GOAL ->
Resume the travel account below about driving Interstate 10 across the Arizona desert toward Phoenix, picking up right after its final sentence.

EXCERPTED PASSAGE ->
####
It took me about a half hour to get back to a major highway, Interstate
10 at Blythe. There was a business there called Steaks & Cakes. Crossing
back over into Arizona, I stopped at the Exit 4 rest area to catch my breath.
Cactus dotted the land. As I recall, the water from the water fountain
was hot— and undrinkable. It was a good thing I took that five gallons
of water from that burner! I couldn't find any radio stations, and my MP3
player malfunctioned, so that left me with only the stark beauty of the
Sonoran Desert to keep me company.
One of the highway overpasses was set up with a camel motif, as a memorial
to the U.S. Army experiment with camels in the 1800's. There was a memorial
grave to one of the camels in Quartzsite, but it was inside the fence of
a closed museum. Dotted along the road were little crosses-- memorials
to loved ones who had perished in highway accidents. About mile marker
40, I passed an elaborate one built into a hillside cave. I stopped at
the Exit 52 rest area to give Satori a break and to refil my water bottles.
Just after 2:30 I passed the exit for Tonopah (Arizona), just up the road
from Old Camp Wash. Exit 98 led people to the Palo Verde Nuclear Generating
Station, the largest nuclear power plant in America.More buildings appeared
as I got closer and closer to Phoenix. I don't think I ever saw a sign
that specifically said I was in Phoenix, I was just there. Traffic
slowed ahead at exit 121. It took a mile of bumper-to-bumper driving to
find out why. A truck moving a house accidently let it tip over.
####
SUPPLIED INFORMATION ->

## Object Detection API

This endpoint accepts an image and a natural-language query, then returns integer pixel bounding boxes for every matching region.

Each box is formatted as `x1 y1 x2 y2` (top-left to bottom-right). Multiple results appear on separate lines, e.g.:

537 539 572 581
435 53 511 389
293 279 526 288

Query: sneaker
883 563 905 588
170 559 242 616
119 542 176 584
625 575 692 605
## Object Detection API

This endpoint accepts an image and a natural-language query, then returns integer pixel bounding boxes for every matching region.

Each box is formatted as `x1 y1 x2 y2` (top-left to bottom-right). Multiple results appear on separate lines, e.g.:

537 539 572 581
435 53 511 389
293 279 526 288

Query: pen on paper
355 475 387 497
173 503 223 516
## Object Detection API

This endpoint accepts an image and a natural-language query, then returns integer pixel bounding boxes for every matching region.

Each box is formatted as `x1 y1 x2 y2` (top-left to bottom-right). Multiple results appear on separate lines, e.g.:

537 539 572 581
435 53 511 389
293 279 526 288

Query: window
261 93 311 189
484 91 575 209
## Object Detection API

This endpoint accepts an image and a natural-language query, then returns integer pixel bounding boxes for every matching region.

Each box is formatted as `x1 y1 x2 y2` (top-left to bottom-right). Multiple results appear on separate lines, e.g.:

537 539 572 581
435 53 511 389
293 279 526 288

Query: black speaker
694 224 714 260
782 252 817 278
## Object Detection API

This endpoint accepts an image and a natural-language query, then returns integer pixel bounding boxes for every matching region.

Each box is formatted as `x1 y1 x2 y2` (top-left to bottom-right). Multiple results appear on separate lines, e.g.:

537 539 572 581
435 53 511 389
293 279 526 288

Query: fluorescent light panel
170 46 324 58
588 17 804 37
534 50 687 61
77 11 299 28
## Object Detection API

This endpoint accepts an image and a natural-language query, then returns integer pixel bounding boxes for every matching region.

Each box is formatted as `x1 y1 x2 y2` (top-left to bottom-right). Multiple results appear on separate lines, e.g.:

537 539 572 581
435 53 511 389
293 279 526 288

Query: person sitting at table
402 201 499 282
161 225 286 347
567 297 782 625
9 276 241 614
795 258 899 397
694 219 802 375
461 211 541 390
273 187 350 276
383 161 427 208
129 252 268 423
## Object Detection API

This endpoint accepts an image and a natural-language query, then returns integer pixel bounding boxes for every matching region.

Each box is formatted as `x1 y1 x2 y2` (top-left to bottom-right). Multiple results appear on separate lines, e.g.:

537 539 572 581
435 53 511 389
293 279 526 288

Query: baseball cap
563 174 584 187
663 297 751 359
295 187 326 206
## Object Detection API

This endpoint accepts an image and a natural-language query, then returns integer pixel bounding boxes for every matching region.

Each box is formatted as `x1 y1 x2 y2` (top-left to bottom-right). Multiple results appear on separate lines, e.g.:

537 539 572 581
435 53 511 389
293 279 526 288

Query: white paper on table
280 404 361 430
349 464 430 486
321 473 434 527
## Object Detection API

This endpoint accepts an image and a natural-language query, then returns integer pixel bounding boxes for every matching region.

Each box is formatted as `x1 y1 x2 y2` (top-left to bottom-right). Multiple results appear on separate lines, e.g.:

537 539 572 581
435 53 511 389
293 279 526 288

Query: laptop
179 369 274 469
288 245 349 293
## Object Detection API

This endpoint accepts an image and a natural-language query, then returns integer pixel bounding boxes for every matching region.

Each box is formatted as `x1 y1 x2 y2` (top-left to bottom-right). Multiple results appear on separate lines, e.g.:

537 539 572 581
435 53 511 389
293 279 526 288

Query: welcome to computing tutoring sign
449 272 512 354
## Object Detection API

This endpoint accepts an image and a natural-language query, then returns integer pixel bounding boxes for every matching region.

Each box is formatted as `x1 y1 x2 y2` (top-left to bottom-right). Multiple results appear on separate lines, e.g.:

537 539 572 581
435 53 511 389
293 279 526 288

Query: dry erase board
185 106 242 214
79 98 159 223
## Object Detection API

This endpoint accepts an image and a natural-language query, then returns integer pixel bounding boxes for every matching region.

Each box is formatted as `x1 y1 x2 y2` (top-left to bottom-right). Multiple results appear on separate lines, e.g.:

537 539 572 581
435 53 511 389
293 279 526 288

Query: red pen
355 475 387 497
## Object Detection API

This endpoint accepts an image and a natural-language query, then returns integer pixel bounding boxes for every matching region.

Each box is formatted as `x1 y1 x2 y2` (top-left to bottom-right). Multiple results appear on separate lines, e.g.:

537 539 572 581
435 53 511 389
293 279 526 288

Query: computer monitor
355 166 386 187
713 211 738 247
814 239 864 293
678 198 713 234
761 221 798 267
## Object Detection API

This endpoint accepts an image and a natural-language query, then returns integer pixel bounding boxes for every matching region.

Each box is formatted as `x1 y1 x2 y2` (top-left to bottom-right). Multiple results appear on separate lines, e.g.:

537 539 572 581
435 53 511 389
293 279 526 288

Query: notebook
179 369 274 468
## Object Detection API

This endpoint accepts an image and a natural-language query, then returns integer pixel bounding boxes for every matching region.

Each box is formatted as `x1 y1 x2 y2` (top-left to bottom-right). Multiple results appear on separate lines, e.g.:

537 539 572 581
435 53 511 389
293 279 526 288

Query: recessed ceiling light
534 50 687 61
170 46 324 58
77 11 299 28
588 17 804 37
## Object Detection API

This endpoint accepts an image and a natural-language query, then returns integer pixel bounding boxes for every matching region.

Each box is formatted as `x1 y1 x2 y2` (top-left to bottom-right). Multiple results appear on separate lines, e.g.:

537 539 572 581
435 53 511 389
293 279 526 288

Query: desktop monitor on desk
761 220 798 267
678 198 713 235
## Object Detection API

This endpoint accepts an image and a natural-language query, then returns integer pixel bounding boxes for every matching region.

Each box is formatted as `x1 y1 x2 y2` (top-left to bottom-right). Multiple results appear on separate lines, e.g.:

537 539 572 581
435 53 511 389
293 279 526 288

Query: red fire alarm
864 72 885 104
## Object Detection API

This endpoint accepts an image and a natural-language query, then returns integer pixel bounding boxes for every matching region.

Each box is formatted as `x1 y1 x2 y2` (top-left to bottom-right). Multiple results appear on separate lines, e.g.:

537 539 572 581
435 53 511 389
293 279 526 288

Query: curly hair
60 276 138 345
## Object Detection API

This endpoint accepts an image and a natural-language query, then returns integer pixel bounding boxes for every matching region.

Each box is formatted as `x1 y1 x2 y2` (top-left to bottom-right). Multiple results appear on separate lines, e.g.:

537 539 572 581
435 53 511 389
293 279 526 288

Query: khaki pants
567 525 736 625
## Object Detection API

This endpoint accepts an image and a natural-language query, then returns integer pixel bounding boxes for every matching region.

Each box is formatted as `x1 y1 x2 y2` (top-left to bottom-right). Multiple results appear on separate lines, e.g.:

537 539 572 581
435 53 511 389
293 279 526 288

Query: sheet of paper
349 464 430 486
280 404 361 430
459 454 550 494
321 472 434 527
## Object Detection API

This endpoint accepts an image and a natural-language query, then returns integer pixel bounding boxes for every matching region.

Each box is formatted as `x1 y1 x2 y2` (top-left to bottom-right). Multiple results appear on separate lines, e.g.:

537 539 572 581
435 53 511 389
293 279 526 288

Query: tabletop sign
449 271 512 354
####
ANSWER BELOW ->
It lay on its side in the median as drivers from both directions slowed
down to take a look.
At a quarter to four, I pulled off the highway and found my way to the
Pueblo Grande Museum. Pueblo Grande was a huge Hohokam village that was
abandoned back in the 15th century. Now, the site is completely surrounded
by the city of Phoenix. The inside of the museum was gloriously air conditioned.
Since it was so late in the day, they suggested I look through the ruins
before browsing the museum. People were living there before the Roman Empire
fell. The central mound was huge, the size of a football field. Hundreds
of people must have scratched out a living in the harsh Arizona desert.
Abandoned for centuries, the town's adobe structures had mostly melted
back into the Earth. The park had modern reconstructions to show what the
homes must have looked like. Inside the museum, I liked looking through
the artifacts. I got some souveniers, then looked to head out. I wanted
to find a Wal-Mart before going to my campsite. the very nice lady at the
desk went on the Internet and printed me out directions to a store that
was on my way. She also gave me vital driving directions for getting back
on the interstate: "They're not gonna want to let you go," she said. "Just
go!" That was very nice of her.
It was, of course, rush hour in Phoenix, but following the directions
I found where I needed to go. I got some supplies, then got back on the
highway, headed east. There was an angry thunderstorm in the distance,
but it looked like it was heading away from me. I hoped. I followed the
Superstition Freeway to exit 197, where I took Tomahawk Road to the Apache
Trail. Just down the road was the Lost Dutchman State Park. I arrived right
at sunset. Paying my fee at the closed ranger station, I found the bathrooms
and then looked for a nearby campsite. Each little campsite had a place
to park and a space with a picnic table. I parked under a giant saguaro
cactus, at the foot of Superstition Mountain.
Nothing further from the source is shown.